## DESCRIPTION OF THE TASK
Transcribe the following lines verbatim, including every coordinate response, and leave out the picture.

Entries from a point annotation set
┌──

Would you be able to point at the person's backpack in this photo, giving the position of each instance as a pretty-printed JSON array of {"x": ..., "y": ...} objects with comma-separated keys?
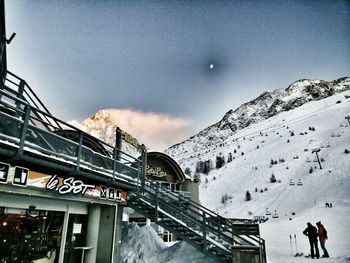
[{"x": 325, "y": 234}]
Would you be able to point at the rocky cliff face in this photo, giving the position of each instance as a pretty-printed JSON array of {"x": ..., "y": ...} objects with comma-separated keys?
[{"x": 268, "y": 104}]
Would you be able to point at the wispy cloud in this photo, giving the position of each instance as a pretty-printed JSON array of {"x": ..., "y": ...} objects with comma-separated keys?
[{"x": 157, "y": 131}]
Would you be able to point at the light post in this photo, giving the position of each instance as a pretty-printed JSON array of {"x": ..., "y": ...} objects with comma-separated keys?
[{"x": 316, "y": 150}]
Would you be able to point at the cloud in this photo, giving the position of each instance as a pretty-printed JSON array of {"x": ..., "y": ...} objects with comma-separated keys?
[{"x": 157, "y": 131}]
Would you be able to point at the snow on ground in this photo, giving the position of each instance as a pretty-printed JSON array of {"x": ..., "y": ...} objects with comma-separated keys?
[
  {"x": 276, "y": 233},
  {"x": 143, "y": 245}
]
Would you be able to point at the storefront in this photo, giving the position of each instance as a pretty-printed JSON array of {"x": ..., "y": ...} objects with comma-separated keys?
[
  {"x": 48, "y": 218},
  {"x": 163, "y": 169}
]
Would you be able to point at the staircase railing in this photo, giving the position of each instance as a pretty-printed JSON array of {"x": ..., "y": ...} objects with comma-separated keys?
[
  {"x": 199, "y": 226},
  {"x": 37, "y": 131},
  {"x": 26, "y": 124}
]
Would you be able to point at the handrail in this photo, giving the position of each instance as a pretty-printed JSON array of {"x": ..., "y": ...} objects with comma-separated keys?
[{"x": 45, "y": 127}]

└──

## SOLUTION TO THE PROBLEM
Would you be able to point at the person's backpack in this photo, giving the position of each instance as a pretty-printed JSON array of {"x": ..., "y": ...} objects with comma-separated keys?
[{"x": 325, "y": 234}]
Would you be able to point at the rocky cliff face in this photo, giving the position of each instance as a pretty-printed JSON array of {"x": ..., "y": ...} objects with comma-separated keys?
[{"x": 268, "y": 104}]
Would you be able to point at the wispy cloud in this photo, giving the position of each instance as a pretty-printed JSON array of {"x": ..., "y": ...} objects with comma-separated keys?
[{"x": 157, "y": 131}]
Would you be able to point at the light post in this photo, giving the position of each instance as a pretty-printed JSON array of {"x": ..., "y": ...} objects with comma-separated keys?
[{"x": 316, "y": 150}]
Would you be able to point at the cloud in this photo, giving the position of each instance as a pretty-printed JSON array of {"x": ..., "y": ...} objects with comma-separated keys?
[{"x": 157, "y": 131}]
Would you be able to point at the snow on ground in this photo, giving the position of each instance as a pretty-printed JSON array of {"x": ..., "y": ...} objects with comma-separated keys?
[
  {"x": 276, "y": 233},
  {"x": 143, "y": 245}
]
Would you be able to point at the storefront in this photo, giving the position of each instance as a pretty-printed JSON array of {"x": ..., "y": ...} objects with comma-separated keys?
[
  {"x": 48, "y": 218},
  {"x": 163, "y": 169}
]
Would you be able to point at the staircase railing in this photo, giving the position of each instance as a pretty-printed JSON array of {"x": ..., "y": ...} objects with comma-separated keys?
[
  {"x": 199, "y": 226},
  {"x": 37, "y": 131},
  {"x": 26, "y": 124}
]
Would you be able to point at the handrail in this photo, giving the position of each instance as a pretty-printed JSON array of {"x": ..., "y": ...} objects with comma-separated keys?
[{"x": 45, "y": 127}]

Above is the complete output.